### Description of the task
Rewrite everything from the line containing "Hi there — would" down through the end of the records, replacing "white cloud" with "dark cloud" and keeping all else unchanged. Leave the pictures out of your answer.

### Listed entries
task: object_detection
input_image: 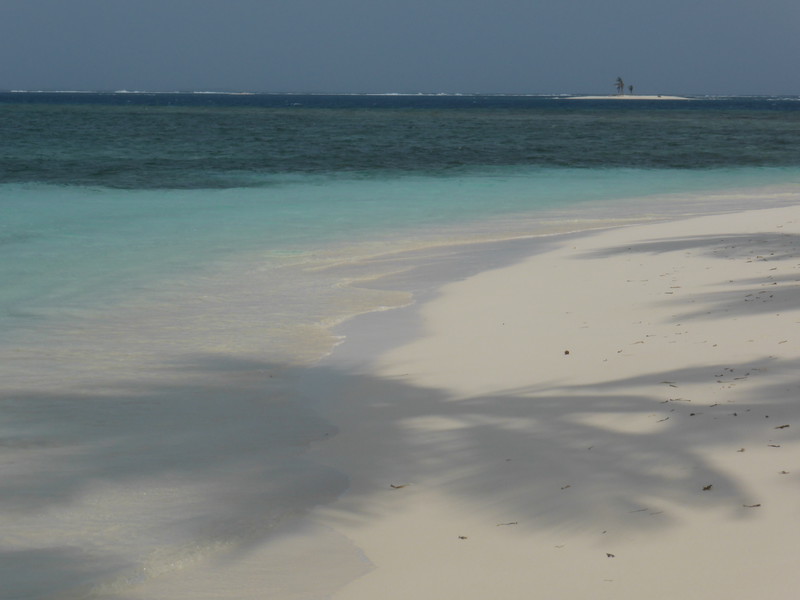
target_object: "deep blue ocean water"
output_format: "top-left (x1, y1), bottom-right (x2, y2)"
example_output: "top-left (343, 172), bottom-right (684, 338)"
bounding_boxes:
top-left (0, 92), bottom-right (800, 598)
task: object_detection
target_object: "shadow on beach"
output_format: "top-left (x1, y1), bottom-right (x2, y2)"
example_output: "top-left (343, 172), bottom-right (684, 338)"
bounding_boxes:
top-left (6, 224), bottom-right (800, 597)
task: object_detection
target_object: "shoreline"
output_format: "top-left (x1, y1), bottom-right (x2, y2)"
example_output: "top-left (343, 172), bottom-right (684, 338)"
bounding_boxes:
top-left (564, 94), bottom-right (693, 100)
top-left (306, 206), bottom-right (800, 600)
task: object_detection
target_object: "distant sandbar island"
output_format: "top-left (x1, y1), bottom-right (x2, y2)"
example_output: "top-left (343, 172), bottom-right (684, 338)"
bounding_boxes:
top-left (564, 94), bottom-right (691, 100)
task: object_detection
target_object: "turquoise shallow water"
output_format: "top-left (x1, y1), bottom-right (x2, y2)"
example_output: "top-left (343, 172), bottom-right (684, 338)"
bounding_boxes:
top-left (0, 94), bottom-right (800, 598)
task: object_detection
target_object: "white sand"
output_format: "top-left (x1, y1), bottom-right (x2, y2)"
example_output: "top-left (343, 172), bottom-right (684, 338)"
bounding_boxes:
top-left (304, 207), bottom-right (800, 600)
top-left (564, 94), bottom-right (691, 100)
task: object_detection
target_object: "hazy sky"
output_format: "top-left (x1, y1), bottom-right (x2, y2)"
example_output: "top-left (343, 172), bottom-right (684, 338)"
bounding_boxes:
top-left (0, 0), bottom-right (800, 94)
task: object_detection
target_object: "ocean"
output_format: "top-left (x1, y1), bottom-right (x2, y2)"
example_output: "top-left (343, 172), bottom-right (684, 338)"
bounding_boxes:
top-left (0, 92), bottom-right (800, 600)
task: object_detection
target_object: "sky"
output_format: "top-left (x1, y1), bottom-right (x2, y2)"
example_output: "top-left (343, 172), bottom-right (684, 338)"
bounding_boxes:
top-left (0, 0), bottom-right (800, 95)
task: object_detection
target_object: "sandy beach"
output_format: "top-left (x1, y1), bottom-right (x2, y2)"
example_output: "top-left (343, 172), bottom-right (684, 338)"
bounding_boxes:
top-left (304, 207), bottom-right (800, 600)
top-left (565, 94), bottom-right (691, 100)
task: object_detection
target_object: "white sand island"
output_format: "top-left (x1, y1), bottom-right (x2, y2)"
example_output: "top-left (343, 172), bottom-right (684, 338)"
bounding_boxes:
top-left (564, 94), bottom-right (691, 100)
top-left (302, 207), bottom-right (800, 600)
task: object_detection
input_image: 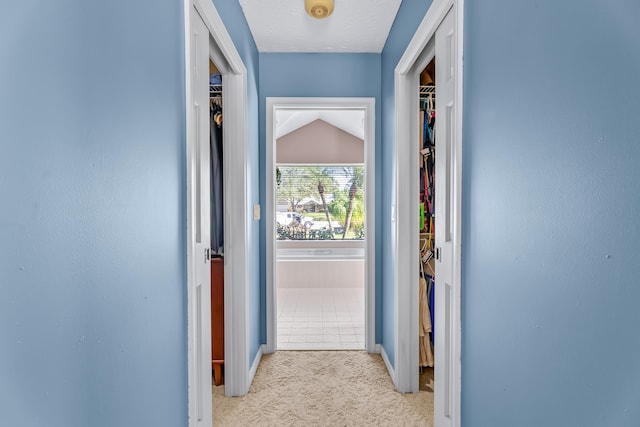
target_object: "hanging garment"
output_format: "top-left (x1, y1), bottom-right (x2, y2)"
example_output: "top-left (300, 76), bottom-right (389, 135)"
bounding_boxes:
top-left (211, 105), bottom-right (224, 255)
top-left (418, 277), bottom-right (433, 366)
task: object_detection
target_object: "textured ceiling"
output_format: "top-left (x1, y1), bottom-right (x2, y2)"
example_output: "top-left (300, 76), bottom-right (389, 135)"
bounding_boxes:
top-left (240, 0), bottom-right (402, 53)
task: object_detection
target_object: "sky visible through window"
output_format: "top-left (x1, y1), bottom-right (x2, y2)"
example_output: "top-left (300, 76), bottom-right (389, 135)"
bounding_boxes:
top-left (276, 165), bottom-right (365, 240)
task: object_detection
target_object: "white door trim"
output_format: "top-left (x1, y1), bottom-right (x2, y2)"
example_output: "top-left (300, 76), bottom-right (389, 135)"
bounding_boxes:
top-left (265, 97), bottom-right (379, 353)
top-left (183, 0), bottom-right (250, 426)
top-left (394, 0), bottom-right (464, 426)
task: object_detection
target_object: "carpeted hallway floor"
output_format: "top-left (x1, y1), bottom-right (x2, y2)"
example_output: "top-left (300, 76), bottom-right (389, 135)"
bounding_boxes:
top-left (213, 351), bottom-right (433, 426)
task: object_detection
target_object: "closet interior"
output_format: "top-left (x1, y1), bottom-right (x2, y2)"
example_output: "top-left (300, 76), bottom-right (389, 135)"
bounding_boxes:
top-left (209, 61), bottom-right (224, 386)
top-left (417, 58), bottom-right (436, 391)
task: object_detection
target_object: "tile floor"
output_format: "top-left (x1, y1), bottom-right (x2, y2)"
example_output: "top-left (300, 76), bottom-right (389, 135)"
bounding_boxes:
top-left (277, 288), bottom-right (365, 350)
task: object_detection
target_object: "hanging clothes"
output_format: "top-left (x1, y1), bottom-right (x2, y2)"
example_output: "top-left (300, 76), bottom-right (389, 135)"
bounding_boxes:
top-left (418, 276), bottom-right (433, 366)
top-left (210, 104), bottom-right (224, 255)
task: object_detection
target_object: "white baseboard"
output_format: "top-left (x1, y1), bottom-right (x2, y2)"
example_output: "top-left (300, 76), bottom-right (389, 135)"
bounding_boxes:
top-left (247, 344), bottom-right (267, 390)
top-left (376, 344), bottom-right (398, 389)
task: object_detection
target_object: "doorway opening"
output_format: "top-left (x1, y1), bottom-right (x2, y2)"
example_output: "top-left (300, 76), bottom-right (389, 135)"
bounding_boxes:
top-left (184, 0), bottom-right (251, 426)
top-left (275, 162), bottom-right (366, 350)
top-left (394, 0), bottom-right (464, 426)
top-left (266, 98), bottom-right (375, 352)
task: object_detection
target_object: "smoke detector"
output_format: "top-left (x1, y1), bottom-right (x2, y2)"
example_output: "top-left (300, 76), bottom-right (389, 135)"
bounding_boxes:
top-left (304, 0), bottom-right (333, 19)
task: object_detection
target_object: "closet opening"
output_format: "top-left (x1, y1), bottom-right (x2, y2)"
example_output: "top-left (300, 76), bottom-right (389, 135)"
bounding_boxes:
top-left (209, 59), bottom-right (225, 386)
top-left (266, 98), bottom-right (375, 352)
top-left (394, 0), bottom-right (464, 426)
top-left (418, 57), bottom-right (436, 393)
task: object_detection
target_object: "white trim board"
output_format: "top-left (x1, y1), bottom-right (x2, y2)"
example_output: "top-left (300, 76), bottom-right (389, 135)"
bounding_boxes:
top-left (184, 0), bottom-right (251, 426)
top-left (265, 97), bottom-right (376, 353)
top-left (393, 0), bottom-right (464, 427)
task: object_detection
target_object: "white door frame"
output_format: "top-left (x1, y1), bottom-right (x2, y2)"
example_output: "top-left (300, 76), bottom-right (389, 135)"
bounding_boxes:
top-left (394, 0), bottom-right (464, 426)
top-left (183, 0), bottom-right (250, 426)
top-left (265, 97), bottom-right (380, 353)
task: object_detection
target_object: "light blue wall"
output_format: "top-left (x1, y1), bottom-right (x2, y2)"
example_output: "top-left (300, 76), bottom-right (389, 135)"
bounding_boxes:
top-left (377, 1), bottom-right (431, 366)
top-left (214, 0), bottom-right (264, 363)
top-left (259, 53), bottom-right (382, 342)
top-left (462, 0), bottom-right (640, 427)
top-left (0, 0), bottom-right (187, 427)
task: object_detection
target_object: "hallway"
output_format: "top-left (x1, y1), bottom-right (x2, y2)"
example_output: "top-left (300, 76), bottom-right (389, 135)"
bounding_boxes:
top-left (213, 351), bottom-right (433, 426)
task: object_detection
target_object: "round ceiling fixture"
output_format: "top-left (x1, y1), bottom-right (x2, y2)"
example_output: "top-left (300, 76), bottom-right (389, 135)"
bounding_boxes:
top-left (304, 0), bottom-right (333, 19)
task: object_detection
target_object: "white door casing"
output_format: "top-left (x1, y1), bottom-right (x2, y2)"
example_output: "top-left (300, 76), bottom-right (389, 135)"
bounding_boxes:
top-left (265, 97), bottom-right (380, 353)
top-left (187, 8), bottom-right (212, 426)
top-left (183, 0), bottom-right (252, 426)
top-left (389, 0), bottom-right (464, 427)
top-left (434, 10), bottom-right (460, 426)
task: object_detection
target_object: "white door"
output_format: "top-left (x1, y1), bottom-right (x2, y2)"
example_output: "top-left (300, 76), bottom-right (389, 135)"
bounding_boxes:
top-left (187, 8), bottom-right (212, 426)
top-left (434, 10), bottom-right (460, 426)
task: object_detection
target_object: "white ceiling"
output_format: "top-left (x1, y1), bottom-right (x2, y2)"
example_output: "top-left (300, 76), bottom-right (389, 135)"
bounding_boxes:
top-left (275, 109), bottom-right (364, 141)
top-left (240, 0), bottom-right (402, 53)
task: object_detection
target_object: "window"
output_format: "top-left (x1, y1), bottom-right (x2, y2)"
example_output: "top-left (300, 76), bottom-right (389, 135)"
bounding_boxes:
top-left (276, 165), bottom-right (365, 240)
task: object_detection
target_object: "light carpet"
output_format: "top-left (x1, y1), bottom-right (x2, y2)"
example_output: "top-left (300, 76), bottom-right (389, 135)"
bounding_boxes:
top-left (213, 351), bottom-right (433, 426)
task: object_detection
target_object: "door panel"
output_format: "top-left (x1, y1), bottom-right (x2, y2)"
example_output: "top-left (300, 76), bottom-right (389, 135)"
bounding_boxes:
top-left (187, 8), bottom-right (212, 426)
top-left (434, 10), bottom-right (458, 426)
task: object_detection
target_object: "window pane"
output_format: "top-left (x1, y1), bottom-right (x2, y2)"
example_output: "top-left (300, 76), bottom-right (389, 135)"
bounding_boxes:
top-left (276, 165), bottom-right (365, 240)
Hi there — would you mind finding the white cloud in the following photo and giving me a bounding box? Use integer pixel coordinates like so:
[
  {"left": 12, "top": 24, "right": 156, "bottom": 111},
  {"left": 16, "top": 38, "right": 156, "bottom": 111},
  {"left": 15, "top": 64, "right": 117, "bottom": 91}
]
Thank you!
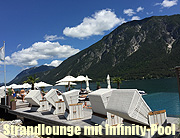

### Exercise output
Hi there — would you mind finding the dark cloud in the following photo and giving me a bounding box? Use integer pixel coordinates like so:
[
  {"left": 12, "top": 24, "right": 156, "bottom": 111},
  {"left": 16, "top": 38, "right": 156, "bottom": 111},
  {"left": 15, "top": 64, "right": 117, "bottom": 91}
]
Thank you!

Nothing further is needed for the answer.